- [Instructions to follow]
A line qualifies if it holds the string "door". Copy every qualifying line from the records.

- [Supplied material]

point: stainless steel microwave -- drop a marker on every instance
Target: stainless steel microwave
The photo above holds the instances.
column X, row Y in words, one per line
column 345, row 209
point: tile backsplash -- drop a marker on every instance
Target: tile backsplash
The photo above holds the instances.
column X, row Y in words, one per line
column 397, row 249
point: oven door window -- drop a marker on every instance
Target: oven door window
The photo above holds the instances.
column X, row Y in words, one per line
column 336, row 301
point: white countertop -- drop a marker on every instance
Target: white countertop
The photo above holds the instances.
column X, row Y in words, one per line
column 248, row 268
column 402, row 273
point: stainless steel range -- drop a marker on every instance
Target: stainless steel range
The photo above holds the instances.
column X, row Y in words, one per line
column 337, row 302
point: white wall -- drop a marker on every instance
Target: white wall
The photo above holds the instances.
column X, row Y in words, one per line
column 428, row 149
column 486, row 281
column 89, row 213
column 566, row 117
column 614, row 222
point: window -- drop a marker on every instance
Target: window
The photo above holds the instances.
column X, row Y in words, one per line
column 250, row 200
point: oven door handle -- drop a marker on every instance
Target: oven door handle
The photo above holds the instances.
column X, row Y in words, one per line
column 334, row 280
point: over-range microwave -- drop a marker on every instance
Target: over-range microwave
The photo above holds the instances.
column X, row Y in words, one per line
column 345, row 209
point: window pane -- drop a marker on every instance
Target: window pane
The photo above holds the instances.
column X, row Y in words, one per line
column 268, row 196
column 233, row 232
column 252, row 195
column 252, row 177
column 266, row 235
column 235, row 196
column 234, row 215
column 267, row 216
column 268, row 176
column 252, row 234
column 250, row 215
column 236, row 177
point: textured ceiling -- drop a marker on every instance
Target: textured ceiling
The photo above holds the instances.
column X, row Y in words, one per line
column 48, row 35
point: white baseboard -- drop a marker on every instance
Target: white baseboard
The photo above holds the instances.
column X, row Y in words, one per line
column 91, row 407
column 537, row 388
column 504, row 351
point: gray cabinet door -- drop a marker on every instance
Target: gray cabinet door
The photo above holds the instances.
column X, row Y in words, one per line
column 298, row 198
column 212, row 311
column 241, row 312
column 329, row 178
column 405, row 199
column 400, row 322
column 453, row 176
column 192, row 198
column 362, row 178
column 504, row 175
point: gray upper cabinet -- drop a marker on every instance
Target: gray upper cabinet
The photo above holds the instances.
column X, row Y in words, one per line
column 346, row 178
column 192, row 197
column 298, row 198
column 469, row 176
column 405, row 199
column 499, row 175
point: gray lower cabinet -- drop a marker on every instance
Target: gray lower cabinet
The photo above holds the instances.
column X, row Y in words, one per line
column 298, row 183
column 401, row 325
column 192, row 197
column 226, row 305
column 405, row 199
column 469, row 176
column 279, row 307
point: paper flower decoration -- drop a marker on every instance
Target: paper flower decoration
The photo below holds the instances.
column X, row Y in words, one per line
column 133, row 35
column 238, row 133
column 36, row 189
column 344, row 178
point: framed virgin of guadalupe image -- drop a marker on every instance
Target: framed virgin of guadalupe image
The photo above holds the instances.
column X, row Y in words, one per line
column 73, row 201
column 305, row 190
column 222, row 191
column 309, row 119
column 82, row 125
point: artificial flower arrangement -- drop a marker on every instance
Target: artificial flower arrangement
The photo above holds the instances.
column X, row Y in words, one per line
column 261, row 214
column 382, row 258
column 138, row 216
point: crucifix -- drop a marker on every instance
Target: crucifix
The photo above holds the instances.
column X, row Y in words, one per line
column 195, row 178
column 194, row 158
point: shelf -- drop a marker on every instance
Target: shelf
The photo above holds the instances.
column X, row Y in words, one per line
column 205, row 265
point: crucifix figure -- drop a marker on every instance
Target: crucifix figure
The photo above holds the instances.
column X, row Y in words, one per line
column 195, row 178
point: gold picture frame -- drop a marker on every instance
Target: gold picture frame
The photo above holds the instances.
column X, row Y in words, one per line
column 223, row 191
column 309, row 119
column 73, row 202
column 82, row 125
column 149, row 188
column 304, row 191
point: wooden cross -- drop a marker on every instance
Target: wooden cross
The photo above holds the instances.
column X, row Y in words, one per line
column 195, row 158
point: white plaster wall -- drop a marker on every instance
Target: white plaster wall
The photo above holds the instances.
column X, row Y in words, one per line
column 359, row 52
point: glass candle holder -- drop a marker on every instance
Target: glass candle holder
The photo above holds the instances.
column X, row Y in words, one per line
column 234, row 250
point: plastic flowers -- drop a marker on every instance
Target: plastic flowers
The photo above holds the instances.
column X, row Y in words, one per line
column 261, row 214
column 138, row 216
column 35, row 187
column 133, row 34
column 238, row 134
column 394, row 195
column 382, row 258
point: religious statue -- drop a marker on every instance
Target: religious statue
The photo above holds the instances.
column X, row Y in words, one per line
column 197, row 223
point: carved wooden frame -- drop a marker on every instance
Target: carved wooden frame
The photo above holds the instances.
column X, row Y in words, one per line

- [Response to this task]
point: oven door window -- drop a marker on every instance
Target: oven door window
point: oven door handle -- drop a marker on every instance
Target: oven door handle
point: gray cabinet door -- drop a marker on every instance
Target: gray cabinet door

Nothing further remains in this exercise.